I like to think that my little jaunts into the world of Vs. System every week give me a nice outlet for being creative. Some people play music, or draw pictures, or perhaps sculpt tiny statues of dolphins out of cheese. Me, I write. For the few hours a week that I sit around with Lappy 2, I’m not particularly concerned with the dire, depressing inevitability that is the next bout of bad weather to hit the shores of the grey and damp land that I call home.

 

On a good day, I can come up with a few pearls of what I hesitate to call wisdom. More likely, pearls of whimsy. I’d rather make other people think a little than do a huge amount of thinking, anyway, so that is just fine. Somehow or other, a fair amount of the time, I satisfy my creative urges by casting myself as the raconteur who relates reports of rare repute. At best, I recite a rough rewording of events as I remember them. If this entertains, informs, or otherwise delights, so much the better.

 

There are some, though, who go a little bit further. There are real creative types out there, and I’m not convinced that I’m one of them. In this instance, I’m talking about those cantankerous reprobates who work at UDE R&D.

 

Now, I have no idea exactly how much research, and indeed development, goes into the creation of a Vs. System set. I am guessing quite a lot, though. I have played a lot of card games, and there is something very neat about the rules of Vs. that I have rarely come across elsewhere. What make a TCG, though, are the cards.

 

I don’t know how long ago any of you last opened a booster of Marvel Origins, but to the best of my recollection, more or less every rare in the entire set has seen some play at a high-level tournament at some time or other, while only a few have power levels so high that they have prompted cause for concern.

 

In between the release of Origins and the impending Infinite Crisis release, there have been a pretty staggering number of cards created. The variety already existing is staggering, and some of the creativity that has been shown is pretty impressive. Had you told me when the game first came out that a deck whose focus was keeping a single character in play or emptying its hand as fast as possible would be a tournament competitor, I wouldn’t have believed you.  

 

Designing new cards that are competitive, powerful, and not simply rehashed versions of something that already exists must be pretty tough. I hadn’t really thought about just how tough until the other week, when “The” Ben Seck began his Fan Card Crossover feature.
 
 
 

For those of you who haven’t gotten involved in the feature, I thoroughly recommend that you take a look. It’s a pretty exciting project. The chance to get your card created for real, to be used by people around the world to smash face, is simply too good to miss.

 

I for one submitted quite a few potential mechanics for the new League of Assassins 6-drop, Nyssa Raatko. I also pestered The Ben Seck wherever possible and generally tried to learn as much as I could about card design as quickly as possible in the hope that I could somehow get an edge on the competition.

════════

_Challenges_
(A) In the card game essay, which character did the writer submit potential mechanics for?
(B) Select every line of the records that contains the string "potted", matching case exactly.

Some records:
════════

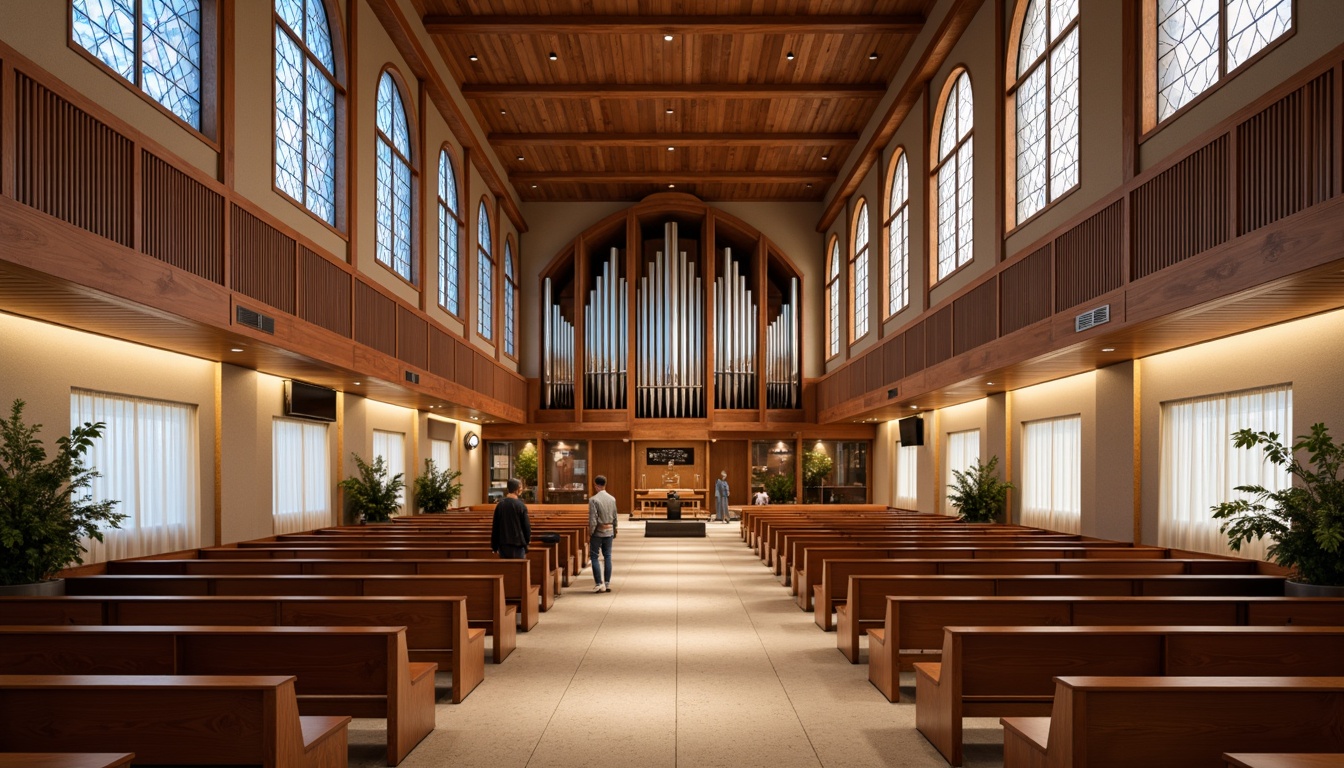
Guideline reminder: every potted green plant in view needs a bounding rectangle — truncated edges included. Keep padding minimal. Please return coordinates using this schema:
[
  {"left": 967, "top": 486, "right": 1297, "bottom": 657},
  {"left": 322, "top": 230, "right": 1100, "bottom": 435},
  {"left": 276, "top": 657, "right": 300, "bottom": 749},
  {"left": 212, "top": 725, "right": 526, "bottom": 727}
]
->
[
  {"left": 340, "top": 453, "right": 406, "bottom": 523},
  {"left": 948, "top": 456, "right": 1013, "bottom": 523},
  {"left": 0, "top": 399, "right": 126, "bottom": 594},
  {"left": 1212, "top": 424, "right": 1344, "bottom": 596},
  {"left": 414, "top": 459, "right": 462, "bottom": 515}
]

════════

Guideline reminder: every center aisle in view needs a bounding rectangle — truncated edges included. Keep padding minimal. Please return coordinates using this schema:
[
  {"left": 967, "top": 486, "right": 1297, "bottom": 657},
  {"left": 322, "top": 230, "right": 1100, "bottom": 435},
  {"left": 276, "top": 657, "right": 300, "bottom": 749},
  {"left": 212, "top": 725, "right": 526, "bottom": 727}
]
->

════════

_The solutions_
(A) Nyssa Raatko, the new League of Assassins 6-drop.

(B)
Guideline reminder: every potted green plant in view needs a bounding rectangle — truncated edges included. Keep padding minimal. Please return coordinates using this schema:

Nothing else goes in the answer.